TASK OBJECTIVE. Copy out, from the data below, each line in which the word "kitchen" occurs.

%%

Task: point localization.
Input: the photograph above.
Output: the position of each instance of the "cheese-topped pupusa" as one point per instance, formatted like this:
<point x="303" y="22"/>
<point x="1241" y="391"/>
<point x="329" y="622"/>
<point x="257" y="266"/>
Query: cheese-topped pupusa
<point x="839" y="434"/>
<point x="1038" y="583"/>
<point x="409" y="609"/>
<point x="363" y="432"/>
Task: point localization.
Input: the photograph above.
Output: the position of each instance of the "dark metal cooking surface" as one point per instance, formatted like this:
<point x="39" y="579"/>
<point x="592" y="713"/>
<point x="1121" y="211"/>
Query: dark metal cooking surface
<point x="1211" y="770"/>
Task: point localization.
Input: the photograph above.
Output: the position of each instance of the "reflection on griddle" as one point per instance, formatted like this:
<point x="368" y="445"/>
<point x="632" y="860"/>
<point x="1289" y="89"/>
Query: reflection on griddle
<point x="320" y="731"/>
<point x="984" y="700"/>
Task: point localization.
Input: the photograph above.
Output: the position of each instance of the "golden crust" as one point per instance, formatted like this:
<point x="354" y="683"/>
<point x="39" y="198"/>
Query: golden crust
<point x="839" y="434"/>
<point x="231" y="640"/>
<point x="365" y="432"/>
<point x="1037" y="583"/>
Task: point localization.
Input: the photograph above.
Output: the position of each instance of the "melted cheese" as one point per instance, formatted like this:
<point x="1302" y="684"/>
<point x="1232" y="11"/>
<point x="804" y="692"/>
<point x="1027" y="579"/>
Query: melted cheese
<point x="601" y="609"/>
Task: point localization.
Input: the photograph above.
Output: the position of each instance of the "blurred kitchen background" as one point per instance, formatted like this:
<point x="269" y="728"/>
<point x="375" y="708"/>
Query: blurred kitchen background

%%

RESULT BELOW.
Output: the position of each instance of the "blurred kitchen background" as one point per instance, formatted like this:
Query: blurred kitchen background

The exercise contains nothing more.